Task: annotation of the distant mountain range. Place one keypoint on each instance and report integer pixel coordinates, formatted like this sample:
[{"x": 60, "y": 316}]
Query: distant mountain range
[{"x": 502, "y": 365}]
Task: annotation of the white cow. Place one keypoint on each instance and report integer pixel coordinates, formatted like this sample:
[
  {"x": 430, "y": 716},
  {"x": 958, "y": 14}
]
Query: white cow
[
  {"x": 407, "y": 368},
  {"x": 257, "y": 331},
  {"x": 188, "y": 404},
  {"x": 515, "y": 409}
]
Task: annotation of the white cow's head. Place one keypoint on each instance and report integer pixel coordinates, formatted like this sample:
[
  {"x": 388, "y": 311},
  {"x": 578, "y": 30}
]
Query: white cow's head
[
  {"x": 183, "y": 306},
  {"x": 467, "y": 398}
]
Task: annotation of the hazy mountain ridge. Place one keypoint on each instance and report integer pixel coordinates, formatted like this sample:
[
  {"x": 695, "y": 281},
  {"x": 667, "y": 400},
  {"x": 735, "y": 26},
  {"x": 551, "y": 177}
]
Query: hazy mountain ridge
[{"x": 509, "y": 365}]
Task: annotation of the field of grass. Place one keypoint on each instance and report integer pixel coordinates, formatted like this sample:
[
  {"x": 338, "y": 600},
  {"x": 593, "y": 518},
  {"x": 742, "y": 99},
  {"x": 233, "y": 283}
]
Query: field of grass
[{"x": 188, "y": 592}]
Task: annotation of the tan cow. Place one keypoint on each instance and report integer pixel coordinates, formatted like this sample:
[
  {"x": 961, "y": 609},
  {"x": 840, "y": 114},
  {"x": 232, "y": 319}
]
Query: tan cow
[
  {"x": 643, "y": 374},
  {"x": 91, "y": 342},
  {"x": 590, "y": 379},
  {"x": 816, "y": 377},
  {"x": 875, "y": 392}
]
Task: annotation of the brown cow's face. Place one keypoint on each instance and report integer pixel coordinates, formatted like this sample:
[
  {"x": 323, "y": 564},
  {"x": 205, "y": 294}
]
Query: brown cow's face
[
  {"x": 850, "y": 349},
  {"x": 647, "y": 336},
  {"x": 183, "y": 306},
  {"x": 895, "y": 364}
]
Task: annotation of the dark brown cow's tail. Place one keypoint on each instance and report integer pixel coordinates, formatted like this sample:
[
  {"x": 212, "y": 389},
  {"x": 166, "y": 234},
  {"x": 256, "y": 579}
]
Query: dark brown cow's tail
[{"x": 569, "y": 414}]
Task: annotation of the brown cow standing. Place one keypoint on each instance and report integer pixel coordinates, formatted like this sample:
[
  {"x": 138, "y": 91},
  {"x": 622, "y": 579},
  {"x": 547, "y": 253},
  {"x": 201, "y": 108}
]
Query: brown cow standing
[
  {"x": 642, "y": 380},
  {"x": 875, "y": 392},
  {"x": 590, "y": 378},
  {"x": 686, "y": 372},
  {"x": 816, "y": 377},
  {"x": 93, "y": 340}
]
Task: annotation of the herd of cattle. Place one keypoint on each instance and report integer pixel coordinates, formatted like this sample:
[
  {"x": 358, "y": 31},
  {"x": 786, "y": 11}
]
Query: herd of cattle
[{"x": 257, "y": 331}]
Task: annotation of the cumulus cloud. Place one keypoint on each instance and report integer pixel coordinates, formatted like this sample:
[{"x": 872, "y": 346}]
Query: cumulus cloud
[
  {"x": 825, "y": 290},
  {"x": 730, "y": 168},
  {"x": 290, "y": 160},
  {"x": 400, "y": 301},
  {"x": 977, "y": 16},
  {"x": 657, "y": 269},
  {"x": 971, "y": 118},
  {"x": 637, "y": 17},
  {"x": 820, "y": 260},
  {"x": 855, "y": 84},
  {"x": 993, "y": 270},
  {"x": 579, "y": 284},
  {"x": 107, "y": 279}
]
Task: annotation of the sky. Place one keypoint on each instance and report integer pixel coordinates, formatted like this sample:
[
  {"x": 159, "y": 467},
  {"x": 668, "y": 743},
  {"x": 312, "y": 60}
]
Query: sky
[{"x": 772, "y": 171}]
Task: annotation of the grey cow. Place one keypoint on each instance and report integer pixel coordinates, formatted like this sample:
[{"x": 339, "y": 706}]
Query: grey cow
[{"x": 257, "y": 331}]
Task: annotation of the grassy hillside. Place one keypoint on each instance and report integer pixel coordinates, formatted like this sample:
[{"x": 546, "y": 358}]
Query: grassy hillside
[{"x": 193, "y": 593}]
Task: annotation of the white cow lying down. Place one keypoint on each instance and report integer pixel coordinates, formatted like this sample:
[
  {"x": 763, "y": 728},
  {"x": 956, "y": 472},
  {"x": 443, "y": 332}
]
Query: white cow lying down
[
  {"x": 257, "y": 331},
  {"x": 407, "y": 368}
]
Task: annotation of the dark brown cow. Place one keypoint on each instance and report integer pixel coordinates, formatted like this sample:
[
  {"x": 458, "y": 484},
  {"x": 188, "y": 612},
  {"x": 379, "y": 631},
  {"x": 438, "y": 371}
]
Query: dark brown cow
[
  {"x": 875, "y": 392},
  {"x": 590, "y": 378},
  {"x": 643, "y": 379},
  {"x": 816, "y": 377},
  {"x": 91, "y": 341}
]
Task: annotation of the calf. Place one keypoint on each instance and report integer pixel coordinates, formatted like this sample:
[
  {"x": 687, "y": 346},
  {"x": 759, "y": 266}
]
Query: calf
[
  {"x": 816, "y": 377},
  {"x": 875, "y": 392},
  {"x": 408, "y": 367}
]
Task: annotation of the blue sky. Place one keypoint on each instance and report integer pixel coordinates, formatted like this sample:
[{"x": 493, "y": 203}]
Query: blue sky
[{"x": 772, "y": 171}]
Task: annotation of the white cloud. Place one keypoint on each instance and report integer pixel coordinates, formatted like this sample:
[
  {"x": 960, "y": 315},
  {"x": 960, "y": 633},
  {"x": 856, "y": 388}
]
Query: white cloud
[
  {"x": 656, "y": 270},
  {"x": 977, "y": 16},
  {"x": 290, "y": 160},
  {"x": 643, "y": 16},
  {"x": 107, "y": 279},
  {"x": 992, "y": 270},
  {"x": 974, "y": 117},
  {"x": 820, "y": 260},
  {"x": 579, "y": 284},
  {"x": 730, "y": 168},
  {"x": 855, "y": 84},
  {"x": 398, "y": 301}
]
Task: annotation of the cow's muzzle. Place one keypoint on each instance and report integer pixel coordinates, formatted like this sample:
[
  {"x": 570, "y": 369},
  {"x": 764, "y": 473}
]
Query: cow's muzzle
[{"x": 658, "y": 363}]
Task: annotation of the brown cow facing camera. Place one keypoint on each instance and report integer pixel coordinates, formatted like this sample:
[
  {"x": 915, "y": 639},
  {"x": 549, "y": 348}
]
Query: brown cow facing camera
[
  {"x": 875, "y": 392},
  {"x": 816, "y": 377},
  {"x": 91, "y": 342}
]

WRITTEN REQUEST: Carry over the entries starting at the line containing "Task: annotation of the cow's" and ending at the last line of the entries, requests included. Add -149 to every x and y coordinate in the answers, and leave all numbers in the requests and their format samples unchanged.

IN RESPONSE:
Task: annotation of the cow's muzzle. Place one keypoint on each instance and report integer pixel coordinates, formatted like this sample:
[
  {"x": 570, "y": 369},
  {"x": 764, "y": 473}
]
Query: cow's muzzle
[{"x": 509, "y": 214}]
Task: annotation of the brown cow facing camera. Place one keypoint on each instance and report integer pixel coordinates, formatted like this sample:
[
  {"x": 915, "y": 639},
  {"x": 549, "y": 348}
]
Query: brown cow facing camera
[
  {"x": 726, "y": 243},
  {"x": 667, "y": 228},
  {"x": -58, "y": 193}
]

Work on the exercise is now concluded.